- [ASSIGNED TASK]: Transcribe only the lines between the first line of the records and the line containing "Target: green tree", inclusive, exactly as written.

- [Data records]:
* * *
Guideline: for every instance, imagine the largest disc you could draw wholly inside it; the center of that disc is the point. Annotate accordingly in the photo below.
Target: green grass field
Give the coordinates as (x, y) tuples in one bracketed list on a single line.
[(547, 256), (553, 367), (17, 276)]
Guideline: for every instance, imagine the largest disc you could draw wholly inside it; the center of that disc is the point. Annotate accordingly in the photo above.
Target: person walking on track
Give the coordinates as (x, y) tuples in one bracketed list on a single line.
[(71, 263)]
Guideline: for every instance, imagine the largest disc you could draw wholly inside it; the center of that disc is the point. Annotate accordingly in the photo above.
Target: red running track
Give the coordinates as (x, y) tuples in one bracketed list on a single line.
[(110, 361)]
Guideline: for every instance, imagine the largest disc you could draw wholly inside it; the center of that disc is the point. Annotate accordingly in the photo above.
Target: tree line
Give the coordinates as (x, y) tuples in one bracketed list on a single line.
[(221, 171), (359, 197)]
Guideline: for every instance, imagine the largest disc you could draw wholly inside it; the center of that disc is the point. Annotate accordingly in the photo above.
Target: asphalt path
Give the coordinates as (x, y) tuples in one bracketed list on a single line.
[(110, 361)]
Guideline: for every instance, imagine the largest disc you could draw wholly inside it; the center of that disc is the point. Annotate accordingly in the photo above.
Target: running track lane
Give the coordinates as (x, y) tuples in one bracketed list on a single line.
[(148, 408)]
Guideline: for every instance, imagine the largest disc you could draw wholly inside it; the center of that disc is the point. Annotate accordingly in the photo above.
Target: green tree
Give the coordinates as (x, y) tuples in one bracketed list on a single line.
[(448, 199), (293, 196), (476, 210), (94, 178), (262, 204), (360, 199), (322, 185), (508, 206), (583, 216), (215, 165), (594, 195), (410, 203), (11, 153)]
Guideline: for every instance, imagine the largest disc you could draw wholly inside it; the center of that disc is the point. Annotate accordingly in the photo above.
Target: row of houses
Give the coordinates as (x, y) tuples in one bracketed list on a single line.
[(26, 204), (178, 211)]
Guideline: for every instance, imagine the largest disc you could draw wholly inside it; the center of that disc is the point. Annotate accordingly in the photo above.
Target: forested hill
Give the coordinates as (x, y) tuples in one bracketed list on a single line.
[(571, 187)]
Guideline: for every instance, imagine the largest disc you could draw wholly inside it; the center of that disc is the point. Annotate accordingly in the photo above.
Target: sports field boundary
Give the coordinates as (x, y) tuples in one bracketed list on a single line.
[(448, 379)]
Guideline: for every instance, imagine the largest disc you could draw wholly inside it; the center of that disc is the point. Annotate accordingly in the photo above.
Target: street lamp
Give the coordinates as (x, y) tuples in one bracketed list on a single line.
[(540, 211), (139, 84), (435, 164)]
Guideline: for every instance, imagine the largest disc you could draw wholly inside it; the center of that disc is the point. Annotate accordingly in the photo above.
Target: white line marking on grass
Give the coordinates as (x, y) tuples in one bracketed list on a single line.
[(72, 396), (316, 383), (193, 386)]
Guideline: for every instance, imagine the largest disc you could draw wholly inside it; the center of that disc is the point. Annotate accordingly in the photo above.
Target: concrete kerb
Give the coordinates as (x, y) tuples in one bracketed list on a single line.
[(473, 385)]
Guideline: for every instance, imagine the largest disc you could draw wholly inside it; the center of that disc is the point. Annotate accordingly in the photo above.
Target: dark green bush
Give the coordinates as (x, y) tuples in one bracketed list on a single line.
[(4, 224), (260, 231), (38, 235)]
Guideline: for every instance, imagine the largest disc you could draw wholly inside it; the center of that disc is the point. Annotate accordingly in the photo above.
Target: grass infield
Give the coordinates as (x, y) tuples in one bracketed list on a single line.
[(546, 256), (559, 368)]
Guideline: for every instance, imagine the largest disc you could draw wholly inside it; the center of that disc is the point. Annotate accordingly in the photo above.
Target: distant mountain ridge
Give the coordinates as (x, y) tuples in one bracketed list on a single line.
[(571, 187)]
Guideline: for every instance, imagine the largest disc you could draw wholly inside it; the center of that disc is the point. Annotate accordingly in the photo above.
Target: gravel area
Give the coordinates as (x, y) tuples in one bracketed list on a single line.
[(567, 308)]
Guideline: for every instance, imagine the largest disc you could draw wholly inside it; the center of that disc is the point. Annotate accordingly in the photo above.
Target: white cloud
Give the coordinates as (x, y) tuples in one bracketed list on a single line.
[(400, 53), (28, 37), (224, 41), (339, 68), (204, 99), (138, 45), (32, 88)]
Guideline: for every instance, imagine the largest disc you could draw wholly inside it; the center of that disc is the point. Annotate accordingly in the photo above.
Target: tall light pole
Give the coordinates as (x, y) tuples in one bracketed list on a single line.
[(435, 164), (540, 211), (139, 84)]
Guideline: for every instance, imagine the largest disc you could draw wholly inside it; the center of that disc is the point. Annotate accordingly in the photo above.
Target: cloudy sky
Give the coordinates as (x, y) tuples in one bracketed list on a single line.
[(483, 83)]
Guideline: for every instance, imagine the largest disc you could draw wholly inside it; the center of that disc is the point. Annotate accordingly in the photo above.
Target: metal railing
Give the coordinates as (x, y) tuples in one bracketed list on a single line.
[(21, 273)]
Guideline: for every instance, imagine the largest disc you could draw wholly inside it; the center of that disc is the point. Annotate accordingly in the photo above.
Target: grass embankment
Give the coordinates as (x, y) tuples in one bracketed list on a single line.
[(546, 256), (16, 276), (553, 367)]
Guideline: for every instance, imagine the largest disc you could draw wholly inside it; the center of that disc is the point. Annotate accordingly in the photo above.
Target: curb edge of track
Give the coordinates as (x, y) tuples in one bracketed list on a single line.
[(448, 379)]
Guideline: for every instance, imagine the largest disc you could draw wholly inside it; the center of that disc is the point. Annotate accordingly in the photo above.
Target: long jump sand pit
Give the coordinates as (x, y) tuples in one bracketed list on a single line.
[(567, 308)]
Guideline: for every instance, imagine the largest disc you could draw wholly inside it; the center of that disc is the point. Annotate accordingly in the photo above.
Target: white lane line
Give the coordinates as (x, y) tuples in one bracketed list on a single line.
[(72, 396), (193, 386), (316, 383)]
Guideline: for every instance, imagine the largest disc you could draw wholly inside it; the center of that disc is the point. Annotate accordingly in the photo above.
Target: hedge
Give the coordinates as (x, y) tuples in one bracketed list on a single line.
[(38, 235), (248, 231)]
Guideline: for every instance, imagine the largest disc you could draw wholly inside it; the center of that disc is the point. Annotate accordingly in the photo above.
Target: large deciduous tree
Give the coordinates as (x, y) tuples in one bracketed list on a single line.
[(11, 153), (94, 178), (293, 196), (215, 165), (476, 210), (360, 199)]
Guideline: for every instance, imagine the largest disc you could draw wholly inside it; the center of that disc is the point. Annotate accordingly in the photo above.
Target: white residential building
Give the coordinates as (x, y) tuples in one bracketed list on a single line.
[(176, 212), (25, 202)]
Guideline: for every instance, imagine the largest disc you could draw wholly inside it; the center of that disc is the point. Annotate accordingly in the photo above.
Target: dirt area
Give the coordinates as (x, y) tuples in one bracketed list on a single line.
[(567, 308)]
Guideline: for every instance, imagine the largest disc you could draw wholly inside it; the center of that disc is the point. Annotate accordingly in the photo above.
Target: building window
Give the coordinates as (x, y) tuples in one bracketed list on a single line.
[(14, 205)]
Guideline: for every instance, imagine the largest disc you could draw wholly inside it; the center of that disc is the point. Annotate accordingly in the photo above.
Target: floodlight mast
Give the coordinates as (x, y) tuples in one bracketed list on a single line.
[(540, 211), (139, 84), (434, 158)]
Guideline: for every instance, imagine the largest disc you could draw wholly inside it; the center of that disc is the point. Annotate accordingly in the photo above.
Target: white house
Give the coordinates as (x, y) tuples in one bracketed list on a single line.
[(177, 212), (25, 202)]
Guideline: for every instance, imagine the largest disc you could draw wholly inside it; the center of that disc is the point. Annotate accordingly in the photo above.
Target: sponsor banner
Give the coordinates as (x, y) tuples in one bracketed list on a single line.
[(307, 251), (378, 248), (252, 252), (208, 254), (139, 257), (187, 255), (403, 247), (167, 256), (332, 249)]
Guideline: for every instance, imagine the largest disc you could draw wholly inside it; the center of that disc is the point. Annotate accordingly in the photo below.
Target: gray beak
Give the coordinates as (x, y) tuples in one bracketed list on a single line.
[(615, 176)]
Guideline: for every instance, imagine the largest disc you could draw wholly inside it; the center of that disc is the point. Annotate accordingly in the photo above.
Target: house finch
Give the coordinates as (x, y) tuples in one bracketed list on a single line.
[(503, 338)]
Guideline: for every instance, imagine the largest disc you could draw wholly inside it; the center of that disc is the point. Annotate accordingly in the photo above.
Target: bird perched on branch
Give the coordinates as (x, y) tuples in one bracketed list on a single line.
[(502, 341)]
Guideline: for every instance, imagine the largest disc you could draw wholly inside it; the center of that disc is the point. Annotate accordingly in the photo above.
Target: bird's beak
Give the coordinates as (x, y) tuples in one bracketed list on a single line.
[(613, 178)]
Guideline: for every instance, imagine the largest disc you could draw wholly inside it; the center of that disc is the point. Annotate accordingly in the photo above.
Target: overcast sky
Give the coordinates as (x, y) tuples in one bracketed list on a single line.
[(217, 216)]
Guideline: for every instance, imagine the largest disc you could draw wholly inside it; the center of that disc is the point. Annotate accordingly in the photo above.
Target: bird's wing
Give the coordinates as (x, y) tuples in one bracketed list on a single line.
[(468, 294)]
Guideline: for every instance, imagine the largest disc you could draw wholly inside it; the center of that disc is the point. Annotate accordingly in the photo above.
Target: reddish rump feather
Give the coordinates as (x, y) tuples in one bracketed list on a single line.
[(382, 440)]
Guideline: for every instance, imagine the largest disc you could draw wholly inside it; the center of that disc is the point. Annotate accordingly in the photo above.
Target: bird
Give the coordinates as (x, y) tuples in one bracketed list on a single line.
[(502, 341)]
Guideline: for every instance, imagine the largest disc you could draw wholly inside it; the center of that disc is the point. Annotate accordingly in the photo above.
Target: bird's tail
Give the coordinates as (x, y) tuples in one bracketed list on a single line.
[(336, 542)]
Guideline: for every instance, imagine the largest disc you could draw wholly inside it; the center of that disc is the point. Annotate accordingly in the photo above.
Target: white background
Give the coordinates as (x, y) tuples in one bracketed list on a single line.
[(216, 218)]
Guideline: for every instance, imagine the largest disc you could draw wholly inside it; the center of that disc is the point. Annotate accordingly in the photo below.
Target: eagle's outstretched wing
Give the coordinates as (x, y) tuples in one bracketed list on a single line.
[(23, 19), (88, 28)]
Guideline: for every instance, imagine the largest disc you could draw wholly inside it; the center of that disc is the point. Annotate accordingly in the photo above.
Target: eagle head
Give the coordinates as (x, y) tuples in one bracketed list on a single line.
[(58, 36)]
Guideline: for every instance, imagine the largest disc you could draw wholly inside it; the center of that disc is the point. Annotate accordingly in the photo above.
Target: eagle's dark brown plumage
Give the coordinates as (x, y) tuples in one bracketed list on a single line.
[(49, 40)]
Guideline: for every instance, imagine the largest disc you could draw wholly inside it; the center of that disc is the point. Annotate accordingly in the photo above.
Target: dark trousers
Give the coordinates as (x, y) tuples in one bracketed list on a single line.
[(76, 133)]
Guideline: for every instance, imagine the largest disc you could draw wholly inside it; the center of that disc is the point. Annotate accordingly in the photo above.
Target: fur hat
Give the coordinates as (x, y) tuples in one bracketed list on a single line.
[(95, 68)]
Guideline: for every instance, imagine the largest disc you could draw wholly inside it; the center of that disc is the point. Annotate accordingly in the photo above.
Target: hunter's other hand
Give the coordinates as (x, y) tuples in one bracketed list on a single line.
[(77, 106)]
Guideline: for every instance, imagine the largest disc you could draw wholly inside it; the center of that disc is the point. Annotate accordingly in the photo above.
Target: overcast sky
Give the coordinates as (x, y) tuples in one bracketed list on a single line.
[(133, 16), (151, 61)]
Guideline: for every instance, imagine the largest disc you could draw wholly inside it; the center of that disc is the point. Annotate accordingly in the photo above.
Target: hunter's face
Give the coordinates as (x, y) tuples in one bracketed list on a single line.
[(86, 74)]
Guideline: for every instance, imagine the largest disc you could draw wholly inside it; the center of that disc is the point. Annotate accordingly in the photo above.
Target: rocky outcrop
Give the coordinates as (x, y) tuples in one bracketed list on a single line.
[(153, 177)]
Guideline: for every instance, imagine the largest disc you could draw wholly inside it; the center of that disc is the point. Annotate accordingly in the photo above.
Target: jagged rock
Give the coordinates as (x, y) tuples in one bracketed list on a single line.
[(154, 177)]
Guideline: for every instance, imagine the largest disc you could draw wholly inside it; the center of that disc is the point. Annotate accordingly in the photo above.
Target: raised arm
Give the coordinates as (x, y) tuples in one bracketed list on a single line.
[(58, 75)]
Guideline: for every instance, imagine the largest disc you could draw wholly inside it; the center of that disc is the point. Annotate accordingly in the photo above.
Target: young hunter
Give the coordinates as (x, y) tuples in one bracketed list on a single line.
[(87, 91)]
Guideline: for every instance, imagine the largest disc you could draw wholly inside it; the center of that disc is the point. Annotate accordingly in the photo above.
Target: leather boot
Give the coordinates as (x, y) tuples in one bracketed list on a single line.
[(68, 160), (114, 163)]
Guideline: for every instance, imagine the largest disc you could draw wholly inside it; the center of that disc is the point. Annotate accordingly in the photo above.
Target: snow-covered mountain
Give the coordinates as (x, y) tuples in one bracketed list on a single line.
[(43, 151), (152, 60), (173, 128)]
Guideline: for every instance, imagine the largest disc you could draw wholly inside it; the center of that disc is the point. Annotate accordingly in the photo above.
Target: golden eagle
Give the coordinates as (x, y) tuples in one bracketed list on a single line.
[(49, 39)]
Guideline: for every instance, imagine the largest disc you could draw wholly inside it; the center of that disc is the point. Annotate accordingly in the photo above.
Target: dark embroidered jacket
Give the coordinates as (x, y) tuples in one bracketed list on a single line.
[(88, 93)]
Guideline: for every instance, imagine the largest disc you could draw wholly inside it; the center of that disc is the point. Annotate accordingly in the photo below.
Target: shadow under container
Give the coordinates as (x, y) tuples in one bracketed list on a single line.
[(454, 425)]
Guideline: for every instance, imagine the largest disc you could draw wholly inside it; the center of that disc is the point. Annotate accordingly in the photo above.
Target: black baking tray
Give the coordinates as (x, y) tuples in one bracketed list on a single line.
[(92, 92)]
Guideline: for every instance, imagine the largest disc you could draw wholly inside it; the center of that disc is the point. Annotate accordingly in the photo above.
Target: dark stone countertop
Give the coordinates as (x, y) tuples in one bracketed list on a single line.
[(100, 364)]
* * *
- [RESPONSE AREA]:
Guideline: for every instance, imagine the largest disc you could draw wholly inside it; the center of that disc is the point. Annotate accordingly in the photo below.
Target: green grass field
Give the coordinates as (x, y) tuples in one bracketed list on a single line.
[(547, 256), (553, 367), (17, 276)]
Guideline: for every instance, imagine the largest disc you could draw wholly inside it; the center of that disc is the point. Annotate accordingly in the photo above.
Target: person walking on track
Give the coordinates as (x, y) tuples in one bracketed list on a single line.
[(71, 263)]
Guideline: for every instance, imagine the largest disc you could draw wholly inside it; the center of that disc is the point. Annotate accordingly in the photo above.
Target: red running track
Give the coordinates as (x, y) tuples in one bracketed list on a single line.
[(110, 361)]
Guideline: for every instance, imagine the largest disc you could draw wholly inside it; the center of that disc is the point. Annotate accordingly in the photo above.
Target: tree line
Give the coordinates as (x, y) tuples in one bracketed list on a single line.
[(221, 171), (359, 197)]
Guideline: for every instance, imagine the largest disc you could draw wholly inside it; the center of that disc is the point. Annotate accordingly in the photo above.
Target: asphalt path
Give the coordinates as (x, y) tuples in one bracketed list on a single line.
[(110, 361)]
Guideline: for every instance, imagine the largest disc you could draw wholly inside it; the center of that disc is the point. Annotate accordingly in the photo above.
Target: running track lane
Give the coordinates as (x, y) tuples in one bracketed list on a single line.
[(148, 408)]
Guideline: for every instance, imagine the largest disc you could draw wholly inside it; the center of that disc is the point. Annotate accordingly in the photo above.
Target: green tree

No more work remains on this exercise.